_Exercise aim_
When a line in the data below includes "clear", pick it out and copy it.

Given data below:

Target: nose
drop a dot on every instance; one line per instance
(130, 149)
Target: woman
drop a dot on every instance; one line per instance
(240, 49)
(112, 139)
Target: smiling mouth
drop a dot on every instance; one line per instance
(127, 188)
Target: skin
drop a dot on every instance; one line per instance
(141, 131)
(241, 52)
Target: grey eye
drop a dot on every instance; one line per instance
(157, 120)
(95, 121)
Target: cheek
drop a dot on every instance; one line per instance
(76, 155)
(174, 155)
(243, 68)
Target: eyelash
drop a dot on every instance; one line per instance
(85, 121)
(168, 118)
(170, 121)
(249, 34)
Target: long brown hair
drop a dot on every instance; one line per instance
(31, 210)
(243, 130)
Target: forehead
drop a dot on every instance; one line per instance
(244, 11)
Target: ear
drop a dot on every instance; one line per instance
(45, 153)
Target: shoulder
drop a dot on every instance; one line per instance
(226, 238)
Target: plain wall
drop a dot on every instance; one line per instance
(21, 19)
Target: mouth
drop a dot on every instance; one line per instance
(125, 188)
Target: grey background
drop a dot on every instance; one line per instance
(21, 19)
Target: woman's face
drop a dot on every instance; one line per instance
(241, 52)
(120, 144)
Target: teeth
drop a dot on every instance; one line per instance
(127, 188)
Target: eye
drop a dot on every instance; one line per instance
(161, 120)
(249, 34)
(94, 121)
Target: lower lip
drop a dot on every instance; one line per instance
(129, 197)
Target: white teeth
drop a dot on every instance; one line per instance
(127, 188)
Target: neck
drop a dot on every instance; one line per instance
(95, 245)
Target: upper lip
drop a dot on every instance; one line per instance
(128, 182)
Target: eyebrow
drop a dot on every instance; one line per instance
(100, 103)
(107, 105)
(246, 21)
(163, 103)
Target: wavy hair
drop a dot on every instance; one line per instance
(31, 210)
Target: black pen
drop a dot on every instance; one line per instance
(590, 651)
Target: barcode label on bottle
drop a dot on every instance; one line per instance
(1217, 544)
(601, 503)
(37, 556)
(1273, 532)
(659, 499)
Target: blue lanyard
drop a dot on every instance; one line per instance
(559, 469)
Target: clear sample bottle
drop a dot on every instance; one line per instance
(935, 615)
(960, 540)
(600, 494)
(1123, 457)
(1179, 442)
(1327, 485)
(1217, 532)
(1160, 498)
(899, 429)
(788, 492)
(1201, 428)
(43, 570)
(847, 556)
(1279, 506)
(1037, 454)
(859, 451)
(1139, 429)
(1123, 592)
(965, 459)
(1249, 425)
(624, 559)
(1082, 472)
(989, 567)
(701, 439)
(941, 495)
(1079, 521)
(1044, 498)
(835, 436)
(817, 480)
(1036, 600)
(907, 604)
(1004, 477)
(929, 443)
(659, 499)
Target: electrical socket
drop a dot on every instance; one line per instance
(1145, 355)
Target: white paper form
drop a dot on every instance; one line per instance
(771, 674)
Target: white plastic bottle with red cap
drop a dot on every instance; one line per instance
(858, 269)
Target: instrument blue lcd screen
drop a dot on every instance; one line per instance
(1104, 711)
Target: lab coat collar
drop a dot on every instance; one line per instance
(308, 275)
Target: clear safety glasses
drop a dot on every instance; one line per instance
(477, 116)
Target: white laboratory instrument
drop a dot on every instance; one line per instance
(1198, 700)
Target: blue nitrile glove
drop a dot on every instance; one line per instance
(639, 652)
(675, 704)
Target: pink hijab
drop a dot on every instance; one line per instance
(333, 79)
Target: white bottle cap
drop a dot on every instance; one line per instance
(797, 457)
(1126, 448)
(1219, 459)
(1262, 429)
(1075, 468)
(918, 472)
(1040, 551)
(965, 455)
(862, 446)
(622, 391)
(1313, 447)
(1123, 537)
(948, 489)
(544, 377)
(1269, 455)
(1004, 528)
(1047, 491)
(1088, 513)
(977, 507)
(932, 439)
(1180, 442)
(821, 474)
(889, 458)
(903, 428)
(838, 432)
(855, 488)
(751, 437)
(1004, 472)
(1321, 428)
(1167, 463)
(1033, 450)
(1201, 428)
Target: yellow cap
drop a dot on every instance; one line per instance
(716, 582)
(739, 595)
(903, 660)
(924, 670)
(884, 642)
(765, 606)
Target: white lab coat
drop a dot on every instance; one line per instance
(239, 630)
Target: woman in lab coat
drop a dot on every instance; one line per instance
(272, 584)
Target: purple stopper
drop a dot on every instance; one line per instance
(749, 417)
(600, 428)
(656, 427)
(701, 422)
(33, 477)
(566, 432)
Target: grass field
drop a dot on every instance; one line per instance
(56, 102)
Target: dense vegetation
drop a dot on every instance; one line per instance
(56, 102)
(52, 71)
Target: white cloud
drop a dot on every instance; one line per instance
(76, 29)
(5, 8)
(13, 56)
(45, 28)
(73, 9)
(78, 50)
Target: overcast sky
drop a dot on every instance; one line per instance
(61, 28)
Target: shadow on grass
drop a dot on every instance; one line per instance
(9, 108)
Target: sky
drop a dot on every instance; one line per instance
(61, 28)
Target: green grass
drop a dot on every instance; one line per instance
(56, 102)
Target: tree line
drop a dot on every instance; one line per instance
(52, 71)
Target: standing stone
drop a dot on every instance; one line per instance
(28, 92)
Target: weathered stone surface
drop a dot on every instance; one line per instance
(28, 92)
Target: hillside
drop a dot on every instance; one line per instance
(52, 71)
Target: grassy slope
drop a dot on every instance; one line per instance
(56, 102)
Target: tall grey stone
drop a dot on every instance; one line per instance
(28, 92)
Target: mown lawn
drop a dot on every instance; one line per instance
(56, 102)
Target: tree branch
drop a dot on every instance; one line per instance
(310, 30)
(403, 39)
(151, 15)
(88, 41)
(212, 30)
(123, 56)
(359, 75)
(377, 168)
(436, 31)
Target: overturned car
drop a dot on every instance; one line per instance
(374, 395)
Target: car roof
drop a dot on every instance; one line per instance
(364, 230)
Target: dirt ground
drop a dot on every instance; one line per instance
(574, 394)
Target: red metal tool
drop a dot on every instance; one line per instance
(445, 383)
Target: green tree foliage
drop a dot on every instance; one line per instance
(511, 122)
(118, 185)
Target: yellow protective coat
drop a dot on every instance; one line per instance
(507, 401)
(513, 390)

End of Given data.

_Written reply_
Target: clear sample bottle
Target: clear safety glasses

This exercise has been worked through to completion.